» Provided text
□ □ □ □ □

A longtime Austin-based campaign consultant, once known as Dr. Dirt for his ability to uncover compromising political material, has been accused in federal court of tampering with the property of an Oklahoma state lawmaker by allegedly telling private investigators to put a GPS tracking device on the lawmaker’s pickup.
A lawsuit claims that George Shipley – who has worked mostly for Democrats, including as an adviser to the late Gov. Ann Richards – targeted Oklahoma state Rep. Mark McBride, a Republican who represents an Oklahoma City suburb and is an outspoken opponent of renewable energy subsidies. Shipley is accused of trespassing, invasion of privacy and infliction of emotional distress by searching for evidence that McBride engaged in sexual misconduct.
The case has a political cast: The suit alleges that around the time Shipley was in touch with private investigators in Oklahoma, he was in contact with Jeff Clark, the Austin-based head of the Wind Coalition, a trade association that does work in Texas and Oklahoma.
Neither Clark nor the Wind Coalition is named as a defendant in the suit.
Shipley told the American-Statesman he would not comment. But in a document filed Thursday in federal court in Oklahoma City, his lawyers say the case should be dismissed, arguing that he personally did not trespass on McBride’s property and that McBride did not explain how placing a tracking device on a vehicle violates Oklahoma law.
Clark, for his part, said, “Neither I nor the Wind Coalition has ever hired Mr. Shipley, or his company, for any purpose. To be even more clear, we have never hired any person or firm to do opposition research in any state. Any assertion to the contrary is false.”
But the mention of Clark in the suit – as well as claims McBride made to investigators in December – underscores the territorial bitterness of energy fights in oil-and-gas-dominated Oklahoma.
Oklahoma is now the second-largest wind producer in the country – after Texas.
McBride has proposed increasing taxes on wind power projects in Oklahoma.
Grand jury probe
An affidavit by an investigator with the Oklahoma State Bureau of Investigation claims that on Dec. 1 McBride reported “he believed someone was following him. A friend of McBride told him the ‘wind group’ wanted to discredit McBride and for McBride to be careful. McBride was attempting to write legislation to tax wind energy companies because he felt that those companies could pay more taxes to Oklahoma.”
On Friday, as part of an ongoing grand jury investigation into the matter, a Travis County state district judge will hold a closed hearing to determine whether Clark and Shipley must travel to Oklahoma to give testimony or provide evidence.
McBride claims in a May filing in federal court in Oklahoma that in November Shipley contacted an Oklahoma private investigative agency and asked an investigator to “uncover information of alleged ‘Weinstein-like’ behavior, sexual misconduct, and possible general corruption,” according to the suit. Shipley also asked the private investigator to find out whether McBride “had used pornography sites to meet up with people and advised of purported domestic violence allegations,” according to the suit.
The suit, which seeks at least $75,000 in damages, doesn’t give a source for those claims, but the Daily Oklahoman reported in April that the private investigators had an audio recording of Shipley offering those instructions.
McBride told the Statesman that he suspected the wind industry of being behind the tracking devices. He thought he was targeted because “I was more vocal” as an opponent.

□ □ □ □ □

» Record extracts
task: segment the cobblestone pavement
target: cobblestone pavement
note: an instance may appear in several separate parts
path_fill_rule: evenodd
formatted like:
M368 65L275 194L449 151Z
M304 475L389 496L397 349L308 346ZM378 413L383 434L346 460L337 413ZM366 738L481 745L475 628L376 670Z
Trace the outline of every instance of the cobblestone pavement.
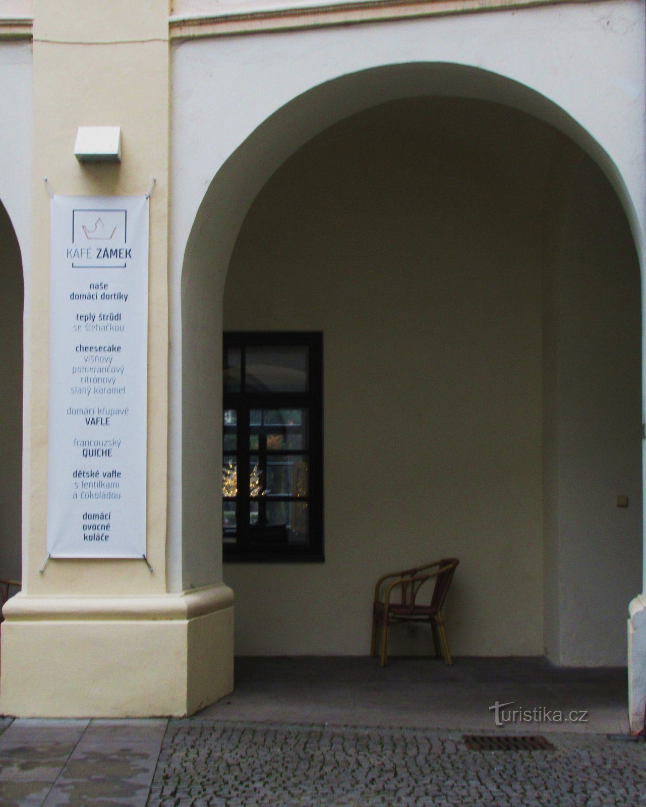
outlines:
M171 720L148 807L646 805L646 743L548 738L473 751L447 731Z

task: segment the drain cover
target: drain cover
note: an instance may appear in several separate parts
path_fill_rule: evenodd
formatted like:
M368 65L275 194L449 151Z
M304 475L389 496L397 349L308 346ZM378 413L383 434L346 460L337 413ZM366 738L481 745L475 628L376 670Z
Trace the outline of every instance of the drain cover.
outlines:
M553 751L544 737L509 734L465 734L465 745L471 751Z

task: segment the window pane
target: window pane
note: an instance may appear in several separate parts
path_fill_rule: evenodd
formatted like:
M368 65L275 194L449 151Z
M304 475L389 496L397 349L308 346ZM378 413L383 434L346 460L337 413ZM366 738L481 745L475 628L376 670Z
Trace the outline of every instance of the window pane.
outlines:
M225 531L231 532L235 529L235 502L231 500L223 502L222 521Z
M306 543L310 534L308 502L267 502L267 523L283 526L290 544Z
M224 437L223 448L225 451L235 451L238 444L237 412L235 409L224 410Z
M308 410L251 409L249 449L285 451L306 449L309 445Z
M238 493L238 466L233 459L226 459L222 466L222 495L232 499Z
M240 392L242 375L242 350L240 348L227 348L224 350L223 378L225 392Z
M306 392L307 347L248 347L244 383L248 392Z
M267 495L306 496L307 460L303 457L272 457L267 460Z
M258 455L249 458L249 495L252 499L265 495L265 474L258 464Z

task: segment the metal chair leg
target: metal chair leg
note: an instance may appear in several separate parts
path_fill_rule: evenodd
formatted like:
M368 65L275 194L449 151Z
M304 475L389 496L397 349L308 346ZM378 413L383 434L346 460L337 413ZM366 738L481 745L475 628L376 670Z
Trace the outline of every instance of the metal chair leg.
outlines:
M442 642L442 648L444 651L444 661L450 667L453 663L453 660L451 658L451 651L448 649L448 640L446 638L446 631L444 630L444 622L442 619L442 614L438 613L437 615L437 629L440 633L440 639Z
M437 625L435 622L431 622L431 632L433 634L433 647L435 648L436 656L440 655L440 641L437 636ZM444 654L444 648L442 649L442 654Z

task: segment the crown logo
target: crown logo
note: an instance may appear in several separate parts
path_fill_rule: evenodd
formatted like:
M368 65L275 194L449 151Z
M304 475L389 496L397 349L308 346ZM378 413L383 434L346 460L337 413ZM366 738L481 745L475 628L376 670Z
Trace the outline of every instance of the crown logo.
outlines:
M116 228L115 225L110 232L103 223L103 220L101 218L97 219L94 229L88 229L88 228L83 224L83 232L85 234L85 238L87 238L89 241L109 241L115 235Z

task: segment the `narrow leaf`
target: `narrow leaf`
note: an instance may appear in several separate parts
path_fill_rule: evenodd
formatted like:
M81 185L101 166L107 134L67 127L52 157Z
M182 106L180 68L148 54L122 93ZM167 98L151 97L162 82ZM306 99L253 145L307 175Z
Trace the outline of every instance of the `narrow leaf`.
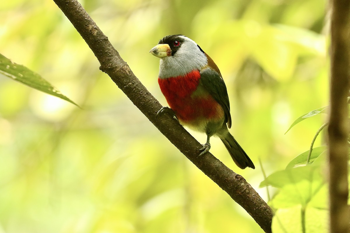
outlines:
M24 66L12 63L11 60L1 54L0 74L2 74L30 87L64 100L79 107L78 104L61 94L58 90L39 74Z
M327 147L325 146L318 146L314 148L312 150L312 152L311 152L311 157L310 158L310 161L312 162L314 160L327 149ZM290 168L296 165L306 163L309 151L307 151L292 159L288 163L286 168Z
M290 125L290 127L289 128L288 130L287 131L287 132L285 133L285 134L287 133L287 132L289 131L289 130L292 129L292 127L297 124L298 123L299 123L302 121L303 121L307 118L308 118L309 117L314 116L318 115L320 113L322 113L323 112L324 110L328 107L328 106L326 106L325 107L322 107L321 108L318 108L317 109L315 109L315 110L312 111L311 111L307 113L306 113L302 116L300 116L300 117L295 120L294 122L293 122L293 123L291 125Z

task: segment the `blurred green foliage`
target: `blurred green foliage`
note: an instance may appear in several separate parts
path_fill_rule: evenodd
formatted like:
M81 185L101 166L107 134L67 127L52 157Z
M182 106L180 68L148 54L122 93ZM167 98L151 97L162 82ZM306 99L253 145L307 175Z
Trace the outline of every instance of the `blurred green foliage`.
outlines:
M328 104L325 1L80 2L164 105L159 60L148 51L172 34L200 45L225 80L231 133L270 174L308 149L324 121L317 115L284 134L293 120ZM262 232L99 71L53 1L5 1L0 13L0 53L40 74L82 108L0 75L0 232ZM240 170L218 139L211 143L212 153L267 200L259 187L261 171ZM306 205L283 201L283 195L300 189L310 197L305 187L316 184L309 178L287 182L290 192L271 201L283 224L274 223L275 232L286 224L300 230L301 217L294 222L285 217L301 214ZM309 198L307 221L324 216L315 203L325 202L325 195Z

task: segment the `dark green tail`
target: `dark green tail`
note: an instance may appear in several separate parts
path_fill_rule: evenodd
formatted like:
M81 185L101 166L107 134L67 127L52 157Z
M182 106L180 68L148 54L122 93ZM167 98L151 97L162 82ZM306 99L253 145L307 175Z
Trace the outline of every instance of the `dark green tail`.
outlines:
M224 138L220 138L225 144L233 161L239 167L242 169L244 169L247 167L255 169L255 166L252 160L250 160L233 136L228 132L228 131L227 132L228 133L225 135Z

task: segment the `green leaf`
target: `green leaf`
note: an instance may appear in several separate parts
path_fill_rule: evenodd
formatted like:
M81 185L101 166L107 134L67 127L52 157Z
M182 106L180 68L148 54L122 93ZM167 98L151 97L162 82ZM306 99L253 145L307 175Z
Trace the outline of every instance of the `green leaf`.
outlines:
M312 150L312 152L311 152L311 156L310 158L310 161L312 162L314 160L327 149L327 147L325 146L318 146L314 148ZM286 168L286 169L290 168L297 165L306 163L309 151L309 150L307 151L293 159L288 163Z
M320 177L319 168L315 166L297 167L274 172L260 183L261 188L267 185L281 188L289 184L295 184L303 180L312 181ZM321 178L320 180L322 180Z
M13 63L0 54L0 74L2 74L30 87L64 100L79 107L38 74L21 65Z
M285 133L285 134L287 133L287 132L289 131L289 130L292 129L292 127L297 124L298 123L299 123L302 121L303 121L307 118L308 118L309 117L314 116L318 115L320 113L322 113L323 112L324 110L328 107L328 106L325 107L322 107L321 108L318 108L317 109L315 109L315 110L312 111L311 111L307 113L306 113L302 116L300 116L300 117L295 120L294 122L293 122L293 123L291 125L290 125L290 127L289 128L288 130L287 130Z
M301 206L281 208L272 218L274 233L301 233Z
M272 230L274 233L302 233L300 205L278 210L272 219ZM305 209L304 221L305 232L326 233L328 232L328 211L311 206Z

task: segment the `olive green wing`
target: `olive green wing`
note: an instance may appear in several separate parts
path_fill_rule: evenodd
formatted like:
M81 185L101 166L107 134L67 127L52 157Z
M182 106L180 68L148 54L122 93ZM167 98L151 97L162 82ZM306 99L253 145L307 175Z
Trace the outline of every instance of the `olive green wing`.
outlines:
M225 123L231 128L230 101L224 80L217 72L207 67L201 71L201 81L204 88L224 109Z

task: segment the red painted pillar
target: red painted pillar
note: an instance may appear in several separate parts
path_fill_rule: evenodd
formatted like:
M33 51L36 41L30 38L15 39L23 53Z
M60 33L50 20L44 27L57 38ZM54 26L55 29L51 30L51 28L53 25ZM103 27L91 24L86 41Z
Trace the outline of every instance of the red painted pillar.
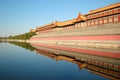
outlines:
M118 15L118 22L120 22L120 14Z

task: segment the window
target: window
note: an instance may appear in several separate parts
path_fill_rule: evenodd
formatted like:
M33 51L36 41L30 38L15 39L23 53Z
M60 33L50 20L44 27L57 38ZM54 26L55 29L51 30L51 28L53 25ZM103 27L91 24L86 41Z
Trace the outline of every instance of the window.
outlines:
M105 24L107 23L107 17L104 18L104 23L105 23Z
M114 22L118 22L118 15L114 16Z
M110 16L110 17L109 17L109 23L111 23L111 22L112 22L112 17Z

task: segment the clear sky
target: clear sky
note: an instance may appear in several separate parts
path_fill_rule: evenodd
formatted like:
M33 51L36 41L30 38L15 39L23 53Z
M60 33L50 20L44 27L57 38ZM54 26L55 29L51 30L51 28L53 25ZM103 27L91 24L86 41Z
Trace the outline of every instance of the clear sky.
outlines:
M0 0L0 36L22 34L116 2L120 0Z

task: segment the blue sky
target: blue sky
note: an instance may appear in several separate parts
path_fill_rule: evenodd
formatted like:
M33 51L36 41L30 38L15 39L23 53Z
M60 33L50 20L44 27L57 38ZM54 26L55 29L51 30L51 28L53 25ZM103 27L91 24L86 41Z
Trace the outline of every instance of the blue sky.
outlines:
M120 0L0 0L0 36L22 34L116 2Z

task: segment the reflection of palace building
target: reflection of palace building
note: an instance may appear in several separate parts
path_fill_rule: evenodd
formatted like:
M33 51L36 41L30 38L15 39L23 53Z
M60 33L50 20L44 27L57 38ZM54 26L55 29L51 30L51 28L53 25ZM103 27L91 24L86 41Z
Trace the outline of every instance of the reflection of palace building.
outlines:
M81 53L78 54L69 51L50 49L40 46L34 47L37 48L36 52L38 54L48 56L57 61L65 60L75 63L80 69L86 68L92 73L107 77L112 80L119 80L120 78L120 60L86 55Z
M69 49L105 49L111 51L111 57L115 54L120 59L120 2L91 10L85 15L79 13L71 20L38 26L31 31L37 33L29 40L31 42ZM107 54L96 52L94 55Z

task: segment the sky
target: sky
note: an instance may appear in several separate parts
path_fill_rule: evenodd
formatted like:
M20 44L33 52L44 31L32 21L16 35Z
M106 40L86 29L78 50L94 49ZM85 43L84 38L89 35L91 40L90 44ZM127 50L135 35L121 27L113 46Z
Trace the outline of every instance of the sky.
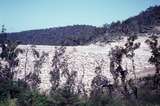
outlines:
M0 25L7 32L75 24L102 26L154 5L160 5L160 0L0 0Z

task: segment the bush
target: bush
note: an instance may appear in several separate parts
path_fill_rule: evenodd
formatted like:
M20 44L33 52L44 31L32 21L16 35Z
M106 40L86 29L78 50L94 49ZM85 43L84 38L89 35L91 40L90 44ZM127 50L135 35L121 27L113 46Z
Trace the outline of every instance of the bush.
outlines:
M17 99L19 106L49 106L48 98L38 91L25 91Z

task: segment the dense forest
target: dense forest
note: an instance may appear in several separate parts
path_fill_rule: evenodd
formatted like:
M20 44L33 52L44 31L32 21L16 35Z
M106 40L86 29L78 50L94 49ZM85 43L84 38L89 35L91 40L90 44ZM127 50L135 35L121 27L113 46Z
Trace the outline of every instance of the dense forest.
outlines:
M139 15L124 21L104 24L103 27L90 25L73 25L40 30L30 30L17 33L7 33L8 40L19 41L22 44L37 45L85 45L97 39L108 39L137 33L159 33L156 26L160 25L160 6L148 8ZM104 41L104 40L103 40Z
M97 28L88 25L74 25L44 30L32 30L19 33L5 33L2 28L0 39L0 106L160 106L160 44L159 26L160 6L150 7L138 16L122 22ZM124 46L115 46L110 50L111 83L97 66L92 79L91 90L86 92L84 84L76 85L77 72L68 69L68 58L64 56L66 45L84 45L101 36L129 35ZM141 42L135 42L135 33L150 35L145 43L150 48L148 63L152 64L153 75L138 78L135 74L135 50ZM152 33L152 34L150 34ZM154 33L154 34L153 34ZM117 34L117 35L116 35ZM51 89L39 92L40 68L47 54L40 55L35 49L34 72L25 73L24 78L16 79L14 75L19 64L18 55L23 50L19 44L61 45L55 47L52 59L53 69L50 71ZM130 70L122 67L124 57L132 61L133 78L129 78ZM60 85L61 76L64 84Z

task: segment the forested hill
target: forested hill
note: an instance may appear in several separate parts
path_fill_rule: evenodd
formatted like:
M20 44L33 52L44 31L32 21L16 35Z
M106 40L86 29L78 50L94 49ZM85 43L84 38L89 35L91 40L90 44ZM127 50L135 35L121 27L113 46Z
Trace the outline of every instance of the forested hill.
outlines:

□ □ □ □ □

» What is being asked
Proceed with the article on the lawsuit against George Shipley, continuing from where it stops. The material above stands apart from the article on the Oklahoma lawsuit.

» Response
“They can’t discredit my (position), so if they are involved in this, it’s to discredit me as an individual,” McBride said.
McBride’s campaigns have received at least $12,500 from the Oklahoma Independent Petroleum Association and at least $30,000 from oil and gas companies, according to data compiled by the National Institute on Money in State Politics. He is the vice chairman of the Oklahoma House Energy and Natural Resources Committee.
Oklahoma Attorney General Mike Hunter, who is leading the grand jury investigation, declined to speak about the case because of the ongoing proceedings. Hunter’s campaign steering committee includes Harold Hamm, the billionaire oil and gas producer who has helped bankroll a group called the Windfall Coalition, which has campaigned against wind energy incentives.
There already has been some fallout from McBride’s claims.
At least one wind energy company dropped out of the Wind Coalition this year after McBride made his accusations. Chicago-based Invenergy, waiting for approval from Oklahoma authorities for a $4.5 billion Wind Catcher project, announced it had ended its membership after McBride’s allegations had surfaced in the Oklahoma media, the Oklahoman reported in March.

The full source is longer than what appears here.